• _Records shown_:
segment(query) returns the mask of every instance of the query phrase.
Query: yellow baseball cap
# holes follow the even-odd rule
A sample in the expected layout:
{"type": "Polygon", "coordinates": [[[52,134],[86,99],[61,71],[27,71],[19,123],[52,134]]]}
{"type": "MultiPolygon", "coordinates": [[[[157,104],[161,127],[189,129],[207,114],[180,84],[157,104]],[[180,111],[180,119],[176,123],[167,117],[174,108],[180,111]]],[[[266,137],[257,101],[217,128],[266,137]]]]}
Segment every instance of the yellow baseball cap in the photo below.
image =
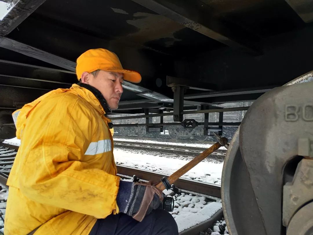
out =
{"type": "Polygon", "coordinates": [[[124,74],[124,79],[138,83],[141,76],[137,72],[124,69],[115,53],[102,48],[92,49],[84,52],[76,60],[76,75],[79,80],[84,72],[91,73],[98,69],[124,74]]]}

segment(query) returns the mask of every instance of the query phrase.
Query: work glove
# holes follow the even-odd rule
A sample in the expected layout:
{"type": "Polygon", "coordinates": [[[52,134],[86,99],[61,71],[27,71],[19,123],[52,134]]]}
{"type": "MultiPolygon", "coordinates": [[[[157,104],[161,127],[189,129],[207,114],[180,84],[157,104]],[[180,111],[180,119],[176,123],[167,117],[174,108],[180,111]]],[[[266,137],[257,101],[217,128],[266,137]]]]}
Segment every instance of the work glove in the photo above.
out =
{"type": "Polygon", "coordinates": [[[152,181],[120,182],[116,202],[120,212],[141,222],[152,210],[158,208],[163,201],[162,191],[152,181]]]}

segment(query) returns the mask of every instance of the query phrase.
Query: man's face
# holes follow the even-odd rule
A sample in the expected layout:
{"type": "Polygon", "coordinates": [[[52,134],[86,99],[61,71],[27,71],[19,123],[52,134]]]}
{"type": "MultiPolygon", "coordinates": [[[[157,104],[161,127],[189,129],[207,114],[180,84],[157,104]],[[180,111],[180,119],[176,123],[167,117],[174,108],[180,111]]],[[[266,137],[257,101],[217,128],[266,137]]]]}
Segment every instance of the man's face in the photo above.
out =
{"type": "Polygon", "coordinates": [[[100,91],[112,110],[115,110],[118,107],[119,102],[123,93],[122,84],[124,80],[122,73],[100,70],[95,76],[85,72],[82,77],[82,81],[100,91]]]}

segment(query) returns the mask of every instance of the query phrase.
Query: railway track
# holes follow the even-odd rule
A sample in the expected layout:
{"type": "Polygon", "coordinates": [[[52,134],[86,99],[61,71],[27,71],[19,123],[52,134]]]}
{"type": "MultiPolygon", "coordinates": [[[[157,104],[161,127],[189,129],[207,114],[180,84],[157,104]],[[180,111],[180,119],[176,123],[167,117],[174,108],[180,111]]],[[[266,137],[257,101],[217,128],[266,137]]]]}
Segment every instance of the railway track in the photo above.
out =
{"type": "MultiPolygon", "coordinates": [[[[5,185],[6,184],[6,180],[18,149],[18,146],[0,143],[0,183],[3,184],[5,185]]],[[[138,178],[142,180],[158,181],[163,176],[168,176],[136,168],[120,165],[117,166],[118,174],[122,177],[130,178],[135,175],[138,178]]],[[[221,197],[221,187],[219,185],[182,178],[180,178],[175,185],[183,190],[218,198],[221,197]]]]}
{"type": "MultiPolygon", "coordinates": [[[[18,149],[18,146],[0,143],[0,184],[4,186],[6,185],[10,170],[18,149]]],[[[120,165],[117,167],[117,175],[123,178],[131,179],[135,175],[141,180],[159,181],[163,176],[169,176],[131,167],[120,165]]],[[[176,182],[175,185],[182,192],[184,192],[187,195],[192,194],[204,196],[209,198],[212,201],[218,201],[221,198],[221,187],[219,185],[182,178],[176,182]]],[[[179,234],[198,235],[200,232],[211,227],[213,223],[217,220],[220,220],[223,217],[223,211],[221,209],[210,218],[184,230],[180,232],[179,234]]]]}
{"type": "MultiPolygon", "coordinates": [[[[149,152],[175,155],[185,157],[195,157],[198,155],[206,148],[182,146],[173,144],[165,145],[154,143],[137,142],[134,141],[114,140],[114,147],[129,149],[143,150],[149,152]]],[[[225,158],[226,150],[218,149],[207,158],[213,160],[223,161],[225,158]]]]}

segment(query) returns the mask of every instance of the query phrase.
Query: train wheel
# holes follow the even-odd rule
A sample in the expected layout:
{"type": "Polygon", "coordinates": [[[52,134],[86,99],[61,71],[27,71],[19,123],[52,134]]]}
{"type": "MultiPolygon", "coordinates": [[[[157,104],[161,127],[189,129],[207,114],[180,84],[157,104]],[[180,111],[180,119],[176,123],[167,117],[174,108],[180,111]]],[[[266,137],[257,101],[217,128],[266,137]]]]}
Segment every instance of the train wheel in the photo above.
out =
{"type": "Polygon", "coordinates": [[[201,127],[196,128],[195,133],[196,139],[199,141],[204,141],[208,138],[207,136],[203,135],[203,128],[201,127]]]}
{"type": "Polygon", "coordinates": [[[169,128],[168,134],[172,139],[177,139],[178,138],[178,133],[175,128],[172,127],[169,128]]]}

• _Exercise prompt_:
List every line of the records above that contains the string "photo".

• _Response to the exercise_:
Segment every instance of the yellow baseball cap in the photo below.
Segment every instance of the work glove in the photo above.
Segment every instance of the man's face in the photo above.
Segment every instance of the railway track in the photo above.
Segment every instance of the train wheel in the photo above.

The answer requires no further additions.